■ What is expected: Go through the material below and return each line with the string "yellow" in it.

■ Records to use:
■ ■ ■

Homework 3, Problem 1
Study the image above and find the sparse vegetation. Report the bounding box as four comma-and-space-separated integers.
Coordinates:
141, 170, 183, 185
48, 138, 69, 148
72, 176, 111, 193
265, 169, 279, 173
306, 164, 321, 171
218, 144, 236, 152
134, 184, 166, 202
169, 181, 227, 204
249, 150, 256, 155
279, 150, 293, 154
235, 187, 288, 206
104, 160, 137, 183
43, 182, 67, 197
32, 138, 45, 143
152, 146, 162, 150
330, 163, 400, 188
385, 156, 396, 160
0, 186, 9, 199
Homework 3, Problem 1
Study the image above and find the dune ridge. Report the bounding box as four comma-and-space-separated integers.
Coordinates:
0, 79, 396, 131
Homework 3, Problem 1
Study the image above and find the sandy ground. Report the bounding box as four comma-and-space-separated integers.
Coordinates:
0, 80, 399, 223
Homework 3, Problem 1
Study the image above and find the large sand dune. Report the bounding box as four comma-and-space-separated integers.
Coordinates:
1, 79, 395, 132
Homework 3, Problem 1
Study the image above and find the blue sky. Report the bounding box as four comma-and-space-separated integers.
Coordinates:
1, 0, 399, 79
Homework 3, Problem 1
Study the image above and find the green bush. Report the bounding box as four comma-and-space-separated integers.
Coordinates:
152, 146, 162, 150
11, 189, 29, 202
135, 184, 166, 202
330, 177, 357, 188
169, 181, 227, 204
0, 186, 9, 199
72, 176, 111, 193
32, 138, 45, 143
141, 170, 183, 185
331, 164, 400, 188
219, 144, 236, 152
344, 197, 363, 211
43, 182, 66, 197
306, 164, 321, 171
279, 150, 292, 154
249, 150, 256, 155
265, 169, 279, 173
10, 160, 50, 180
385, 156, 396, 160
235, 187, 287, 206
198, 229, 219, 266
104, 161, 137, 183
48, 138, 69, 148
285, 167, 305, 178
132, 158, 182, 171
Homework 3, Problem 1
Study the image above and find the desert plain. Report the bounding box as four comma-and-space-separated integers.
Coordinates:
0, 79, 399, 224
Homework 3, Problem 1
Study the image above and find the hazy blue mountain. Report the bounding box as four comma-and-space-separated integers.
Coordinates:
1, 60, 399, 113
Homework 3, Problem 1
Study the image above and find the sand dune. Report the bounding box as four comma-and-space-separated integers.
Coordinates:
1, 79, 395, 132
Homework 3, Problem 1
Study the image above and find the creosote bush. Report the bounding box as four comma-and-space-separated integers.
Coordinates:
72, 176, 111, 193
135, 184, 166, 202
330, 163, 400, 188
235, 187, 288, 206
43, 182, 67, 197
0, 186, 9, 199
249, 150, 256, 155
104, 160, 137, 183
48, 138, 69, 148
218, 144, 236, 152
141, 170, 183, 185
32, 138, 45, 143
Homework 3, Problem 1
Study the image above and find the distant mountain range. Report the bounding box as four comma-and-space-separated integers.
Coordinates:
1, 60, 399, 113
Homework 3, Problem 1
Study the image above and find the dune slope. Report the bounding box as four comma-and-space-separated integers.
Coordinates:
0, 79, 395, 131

■ ■ ■

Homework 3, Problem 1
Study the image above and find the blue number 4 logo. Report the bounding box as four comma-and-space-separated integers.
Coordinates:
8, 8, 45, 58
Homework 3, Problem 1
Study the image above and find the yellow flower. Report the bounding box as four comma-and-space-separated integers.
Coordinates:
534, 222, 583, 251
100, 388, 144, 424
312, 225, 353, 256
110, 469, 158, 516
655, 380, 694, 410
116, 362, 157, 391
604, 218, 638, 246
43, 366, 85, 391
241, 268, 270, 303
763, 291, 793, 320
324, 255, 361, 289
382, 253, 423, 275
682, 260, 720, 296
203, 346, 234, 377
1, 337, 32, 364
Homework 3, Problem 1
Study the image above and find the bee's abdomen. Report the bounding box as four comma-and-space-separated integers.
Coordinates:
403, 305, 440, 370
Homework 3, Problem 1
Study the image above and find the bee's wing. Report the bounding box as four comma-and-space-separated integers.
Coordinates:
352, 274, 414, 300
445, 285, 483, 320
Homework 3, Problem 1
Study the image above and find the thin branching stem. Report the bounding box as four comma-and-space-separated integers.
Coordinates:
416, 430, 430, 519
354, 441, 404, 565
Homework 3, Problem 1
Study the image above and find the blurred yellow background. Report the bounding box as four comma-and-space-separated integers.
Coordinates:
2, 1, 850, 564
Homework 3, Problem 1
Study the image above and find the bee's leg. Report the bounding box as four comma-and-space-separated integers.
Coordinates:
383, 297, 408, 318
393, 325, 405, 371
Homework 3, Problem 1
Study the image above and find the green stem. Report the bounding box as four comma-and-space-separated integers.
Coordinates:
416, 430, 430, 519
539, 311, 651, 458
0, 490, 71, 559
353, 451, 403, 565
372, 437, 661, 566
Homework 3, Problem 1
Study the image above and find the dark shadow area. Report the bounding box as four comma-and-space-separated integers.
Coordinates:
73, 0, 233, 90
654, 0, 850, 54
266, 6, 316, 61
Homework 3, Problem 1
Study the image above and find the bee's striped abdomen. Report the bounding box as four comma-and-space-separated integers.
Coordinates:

■ ■ ■

■ Result of the task:
Study the image above and find the yellow flower. Report the bounding box as four comma-and-space-separated integers.
Study the image above and find the blurred yellow background. Report the bounding box as four comma-and-space-separated integers.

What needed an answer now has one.